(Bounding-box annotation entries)
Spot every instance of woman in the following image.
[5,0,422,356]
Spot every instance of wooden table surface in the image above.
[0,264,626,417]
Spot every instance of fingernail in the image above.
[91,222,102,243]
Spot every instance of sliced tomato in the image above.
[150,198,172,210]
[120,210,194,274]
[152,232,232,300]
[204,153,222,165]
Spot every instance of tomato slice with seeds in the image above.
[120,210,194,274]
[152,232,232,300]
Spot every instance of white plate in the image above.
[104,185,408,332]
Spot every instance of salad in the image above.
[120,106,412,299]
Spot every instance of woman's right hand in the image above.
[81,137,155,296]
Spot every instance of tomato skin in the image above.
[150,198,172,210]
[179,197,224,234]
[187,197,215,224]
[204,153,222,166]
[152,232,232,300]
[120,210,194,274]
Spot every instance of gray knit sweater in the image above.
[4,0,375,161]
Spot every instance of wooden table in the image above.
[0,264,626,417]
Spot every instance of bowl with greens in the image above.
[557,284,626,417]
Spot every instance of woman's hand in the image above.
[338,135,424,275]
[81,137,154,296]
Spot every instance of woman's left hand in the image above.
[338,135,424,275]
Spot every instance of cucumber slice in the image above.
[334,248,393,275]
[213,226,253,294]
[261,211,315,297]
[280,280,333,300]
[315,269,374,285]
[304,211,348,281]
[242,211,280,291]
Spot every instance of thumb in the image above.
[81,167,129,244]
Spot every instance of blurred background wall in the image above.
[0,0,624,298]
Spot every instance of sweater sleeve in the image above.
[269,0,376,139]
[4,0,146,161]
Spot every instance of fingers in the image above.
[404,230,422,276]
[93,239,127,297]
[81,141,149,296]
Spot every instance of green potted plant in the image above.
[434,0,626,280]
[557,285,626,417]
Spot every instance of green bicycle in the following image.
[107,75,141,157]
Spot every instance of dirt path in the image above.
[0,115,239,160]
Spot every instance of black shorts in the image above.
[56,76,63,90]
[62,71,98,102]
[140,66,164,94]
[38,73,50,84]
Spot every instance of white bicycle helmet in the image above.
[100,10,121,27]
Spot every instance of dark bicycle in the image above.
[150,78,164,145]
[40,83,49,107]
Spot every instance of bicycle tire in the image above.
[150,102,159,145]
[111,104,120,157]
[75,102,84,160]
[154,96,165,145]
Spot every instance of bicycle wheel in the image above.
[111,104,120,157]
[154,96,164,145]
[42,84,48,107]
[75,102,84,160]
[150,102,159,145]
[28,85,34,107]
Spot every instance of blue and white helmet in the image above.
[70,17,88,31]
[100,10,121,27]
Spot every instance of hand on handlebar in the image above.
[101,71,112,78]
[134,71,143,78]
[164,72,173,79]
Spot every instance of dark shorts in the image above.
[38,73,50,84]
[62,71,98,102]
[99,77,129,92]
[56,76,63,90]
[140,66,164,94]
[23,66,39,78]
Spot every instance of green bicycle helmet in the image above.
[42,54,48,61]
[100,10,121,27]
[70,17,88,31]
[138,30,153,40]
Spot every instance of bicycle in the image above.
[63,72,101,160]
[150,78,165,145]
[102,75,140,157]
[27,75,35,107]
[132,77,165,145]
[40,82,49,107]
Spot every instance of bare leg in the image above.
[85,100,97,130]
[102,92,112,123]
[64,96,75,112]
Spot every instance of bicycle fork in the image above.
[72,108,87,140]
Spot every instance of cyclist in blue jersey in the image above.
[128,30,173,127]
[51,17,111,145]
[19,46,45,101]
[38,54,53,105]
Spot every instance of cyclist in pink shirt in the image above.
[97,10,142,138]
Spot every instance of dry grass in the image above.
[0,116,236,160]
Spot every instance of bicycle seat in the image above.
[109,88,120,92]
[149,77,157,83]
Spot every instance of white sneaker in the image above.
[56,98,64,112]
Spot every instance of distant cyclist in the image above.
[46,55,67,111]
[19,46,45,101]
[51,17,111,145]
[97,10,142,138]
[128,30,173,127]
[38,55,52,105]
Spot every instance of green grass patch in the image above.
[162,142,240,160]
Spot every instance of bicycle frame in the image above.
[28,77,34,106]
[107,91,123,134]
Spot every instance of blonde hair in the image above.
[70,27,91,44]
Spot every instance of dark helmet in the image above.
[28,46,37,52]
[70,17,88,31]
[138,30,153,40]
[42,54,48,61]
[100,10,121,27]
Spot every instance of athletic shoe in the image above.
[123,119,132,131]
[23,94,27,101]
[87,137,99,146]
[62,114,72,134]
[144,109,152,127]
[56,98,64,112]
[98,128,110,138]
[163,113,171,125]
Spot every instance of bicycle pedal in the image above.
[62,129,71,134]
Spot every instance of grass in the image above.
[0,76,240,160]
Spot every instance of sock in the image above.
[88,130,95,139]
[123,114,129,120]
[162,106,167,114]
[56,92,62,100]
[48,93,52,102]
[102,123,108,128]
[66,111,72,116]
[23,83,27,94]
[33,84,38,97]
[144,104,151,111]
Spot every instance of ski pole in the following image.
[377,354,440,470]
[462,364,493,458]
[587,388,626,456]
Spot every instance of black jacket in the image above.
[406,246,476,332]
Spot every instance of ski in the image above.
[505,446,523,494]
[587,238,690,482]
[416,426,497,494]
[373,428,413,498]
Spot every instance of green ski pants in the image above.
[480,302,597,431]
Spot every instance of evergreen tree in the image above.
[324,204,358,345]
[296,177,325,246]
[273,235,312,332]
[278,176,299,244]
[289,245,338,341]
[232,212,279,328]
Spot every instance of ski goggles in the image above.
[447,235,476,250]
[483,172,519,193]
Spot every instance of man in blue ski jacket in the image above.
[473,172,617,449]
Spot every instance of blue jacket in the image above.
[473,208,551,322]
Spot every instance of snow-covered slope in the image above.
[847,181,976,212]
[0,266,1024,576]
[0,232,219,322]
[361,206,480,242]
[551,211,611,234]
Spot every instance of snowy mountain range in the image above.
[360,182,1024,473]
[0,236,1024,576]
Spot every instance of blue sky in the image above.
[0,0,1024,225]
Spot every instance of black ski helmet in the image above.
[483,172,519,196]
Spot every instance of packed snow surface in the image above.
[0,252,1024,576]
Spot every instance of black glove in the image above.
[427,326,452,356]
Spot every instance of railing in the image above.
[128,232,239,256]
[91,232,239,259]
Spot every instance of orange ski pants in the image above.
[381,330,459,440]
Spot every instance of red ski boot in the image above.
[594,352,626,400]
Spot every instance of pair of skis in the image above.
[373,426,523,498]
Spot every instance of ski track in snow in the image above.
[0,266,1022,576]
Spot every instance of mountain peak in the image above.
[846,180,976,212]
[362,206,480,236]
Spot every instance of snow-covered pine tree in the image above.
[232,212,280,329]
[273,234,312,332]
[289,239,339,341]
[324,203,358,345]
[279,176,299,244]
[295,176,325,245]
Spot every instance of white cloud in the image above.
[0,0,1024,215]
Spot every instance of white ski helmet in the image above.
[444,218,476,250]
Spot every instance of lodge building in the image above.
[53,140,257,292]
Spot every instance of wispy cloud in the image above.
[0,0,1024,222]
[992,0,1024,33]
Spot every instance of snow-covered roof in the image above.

◆ **Written exercise**: Present the whole listing above as a numbered list, leaving out any blank lines.

◆ **Finished exercise**:
1. Spot every instance of woman in the following image.
2. [5,0,422,356]
3. Spot every instance of wooden table surface in the image above.
4. [0,264,626,417]
5. Spot every instance of fingernail in the image above.
6. [91,222,102,243]
7. Spot every instance of sliced tomato in the image above.
8. [150,198,172,210]
9. [120,210,194,274]
10. [152,232,232,300]
11. [204,153,222,165]
12. Spot every instance of tomato slice with seeds in the image above.
13. [120,210,194,274]
14. [152,232,232,300]
15. Spot every instance of white plate in the image above.
16. [104,185,408,332]
17. Spot every instance of salad in the image above.
18. [120,106,412,299]
19. Spot every instance of woman's right hand in the image above.
20. [81,137,155,296]
21. Spot every instance of tomato skin in the image above.
22. [150,198,172,210]
23. [179,197,224,234]
24. [187,197,215,224]
25. [204,153,222,166]
26. [152,232,232,300]
27. [120,210,194,274]
28. Spot every instance of gray knit sweater in the image above.
29. [4,0,375,161]
30. Spot every instance of wooden table in the image above.
31. [0,264,626,417]
32. Spot every instance of bowl with greens in the image above.
33. [557,284,626,417]
34. Spot every instance of woman's hand in the image above.
35. [338,135,424,275]
36. [81,137,154,296]
37. Spot every instance of woman's left hand in the image above.
38. [338,135,424,275]
39. Spot every instance of cucumber slice in the image above.
40. [334,248,393,275]
41. [213,226,253,294]
42. [261,211,315,297]
43. [280,280,333,300]
44. [315,269,374,285]
45. [304,211,348,281]
46. [242,211,280,291]
47. Spot every instance of thumb in the image above.
48. [81,167,129,244]
49. Spot every instance of blurred background wall in the image above.
50. [0,0,624,298]
51. Spot every instance of sweater sleeve in the image above.
52. [269,0,376,139]
53. [4,0,146,161]
54. Spot every instance of fingers in the image above.
55. [404,230,422,276]
56. [93,239,127,297]
57. [81,141,149,296]
58. Spot every instance of green potted plant in the image above.
59. [434,0,626,280]
60. [557,285,626,417]
61. Spot every instance of green bicycle in the following image.
62. [107,75,141,157]
63. Spot every instance of dirt path in the image above.
64. [0,115,239,160]
65. Spot every instance of black shorts in the image above.
66. [56,76,63,90]
67. [62,71,98,102]
68. [140,66,164,94]
69. [38,73,50,84]
70. Spot every instance of white bicycle helmet in the image above.
71. [100,10,121,27]
72. Spot every instance of dark bicycle in the image above.
73. [150,78,164,145]
74. [40,83,49,107]
75. Spot every instance of bicycle tire in the image above.
76. [150,102,159,145]
77. [111,104,120,157]
78. [75,102,84,160]
79. [154,96,165,145]
80. Spot every instance of bicycle wheel in the image above.
81. [111,104,120,157]
82. [154,96,164,145]
83. [42,84,48,107]
84. [75,102,84,160]
85. [150,102,159,145]
86. [28,85,34,107]
87. Spot every instance of blue and white helmet in the image above.
88. [70,17,88,31]
89. [100,10,121,27]
90. Spot every instance of hand on handlebar in the image above.
91. [101,71,112,78]
92. [134,71,143,78]
93. [164,72,173,79]
94. Spot every instance of dark shorts in the image above.
95. [38,73,50,84]
96. [62,71,98,102]
97. [99,77,129,92]
98. [56,76,63,90]
99. [140,66,164,94]
100. [23,66,39,78]
101. Spot every instance of green bicycle helmet in the image above.
102. [42,54,48,61]
103. [100,10,121,27]
104. [70,17,88,31]
105. [138,30,153,40]
106. Spot every instance of bicycle in the image above.
107. [63,72,101,160]
108. [150,78,165,145]
109. [102,75,140,157]
110. [27,75,35,107]
111. [132,77,165,145]
112. [40,82,49,107]
113. Spot every instance of bare leg in the image above.
114. [85,100,97,130]
115. [102,92,112,123]
116. [64,96,75,112]
117. Spot every instance of bicycle fork in the image above.
118. [72,108,87,140]
119. Spot every instance of cyclist in blue jersey in the image above.
120. [128,30,173,127]
121. [51,17,111,145]
122. [19,46,45,101]
123. [38,54,53,105]
124. Spot every instance of cyclist in pink shirt in the image above.
125. [97,10,142,138]
126. Spot every instance of dry grass in the image above.
127. [0,116,236,160]
128. Spot every instance of bicycle seat in the image above.
129. [109,88,120,92]
130. [149,77,157,83]
131. Spot every instance of white sneaker in the image above.
132. [56,98,64,112]
133. Spot every instance of distant cyclist in the image above.
134. [46,55,67,111]
135. [19,46,45,101]
136. [51,17,111,145]
137. [97,10,142,138]
138. [128,30,173,127]
139. [38,55,52,105]
140. Spot every instance of green grass patch in the image above.
141. [162,142,240,160]
142. Spot every instance of bicycle frame in the image above.
143. [28,77,34,106]
144. [107,91,123,134]
145. Spot every instance of blonde hair in the image above.
146. [70,27,91,44]
147. Spot every instance of dark helmet in the image above.
148. [28,46,37,52]
149. [70,17,88,31]
150. [138,30,153,40]
151. [42,54,48,61]
152. [100,10,121,27]
153. Spot every instance of athletic shoe in the image above.
154. [123,119,132,131]
155. [23,94,27,101]
156. [87,137,99,146]
157. [62,114,72,134]
158. [144,109,152,127]
159. [56,98,64,112]
160. [98,128,110,138]
161. [163,113,171,125]
162. Spot every instance of bicycle pedal in the image above.
163. [62,129,71,134]
164. Spot every instance of grass in the image above.
165. [0,76,240,160]
166. Spot every instance of sock in the image above.
167. [88,130,95,139]
168. [123,114,129,120]
169. [162,106,167,114]
170. [56,92,62,100]
171. [48,93,52,102]
172. [102,123,108,128]
173. [66,111,72,116]
174. [23,83,27,94]
175. [33,84,38,97]
176. [144,104,151,111]
177. Spot every instance of ski pole in the following image.
178. [377,354,440,470]
179. [462,364,493,458]
180. [587,388,626,456]
181. Spot every instance of black jacket in the image above.
182. [406,246,476,332]
183. Spot every instance of ski in the image above.
184. [505,446,523,494]
185. [587,238,690,482]
186. [416,426,497,494]
187. [373,428,413,498]
188. Spot every instance of green ski pants in the image above.
189. [480,302,597,431]
190. Spot every instance of evergreen tree in the image above.
191. [324,204,358,345]
192. [296,177,325,246]
193. [273,235,312,332]
194. [278,176,299,244]
195. [289,245,338,341]
196. [232,212,279,328]
197. Spot every instance of ski goggles in the image above.
198. [447,235,476,250]
199. [483,172,519,193]
200. Spot every instance of man in blue ski jacket in the image above.
201. [473,172,617,449]
202. Spot every instance of blue jacket in the image above.
203. [473,208,551,322]
204. Spot every instance of snow-covered slope in the image above.
205. [847,181,976,212]
206. [0,266,1024,576]
207. [0,232,219,322]
208. [361,206,480,242]
209. [551,211,611,234]
210. Spot every instance of snowy mountain range in the image above.
211. [360,182,1024,473]
212. [0,236,1024,576]
213. Spot every instance of blue sky in the image above.
214. [0,0,1024,225]
215. Spot every instance of black ski helmet in the image above.
216. [483,172,519,196]
217. Spot every instance of packed snow surface in the image above.
218. [0,252,1024,576]
219. Spot every instance of black glove in the image above.
220. [427,326,452,356]
221. Spot every instance of railing in the image above.
222. [128,232,239,256]
223. [91,232,239,259]
224. Spot every instance of orange ski pants in the image above.
225. [381,330,459,440]
226. Spot every instance of red ski boot in the image above.
227. [594,352,626,400]
228. Spot every instance of pair of skis in the image above.
229. [373,426,523,498]
230. Spot every instance of ski track in snow in the image above.
231. [0,266,1022,576]
232. Spot every instance of mountain peak in the image above.
233. [846,180,976,212]
234. [362,206,480,236]
235. Spot every instance of snow-covered pine tree in the image above.
236. [232,212,280,329]
237. [273,234,312,332]
238. [289,239,339,341]
239. [324,203,358,345]
240. [279,176,299,244]
241. [295,176,325,245]
242. Spot every instance of white cloud in the image above.
243. [0,0,1024,215]
244. Spot every instance of white ski helmet in the image above.
245. [444,218,476,250]
246. Spot every instance of lodge building in the image above.
247. [53,140,257,292]
248. Spot every instance of wispy cloud in the image above.
249. [0,0,1024,222]
250. [992,0,1024,33]
251. Spot every instance of snow-covered roof in the image above.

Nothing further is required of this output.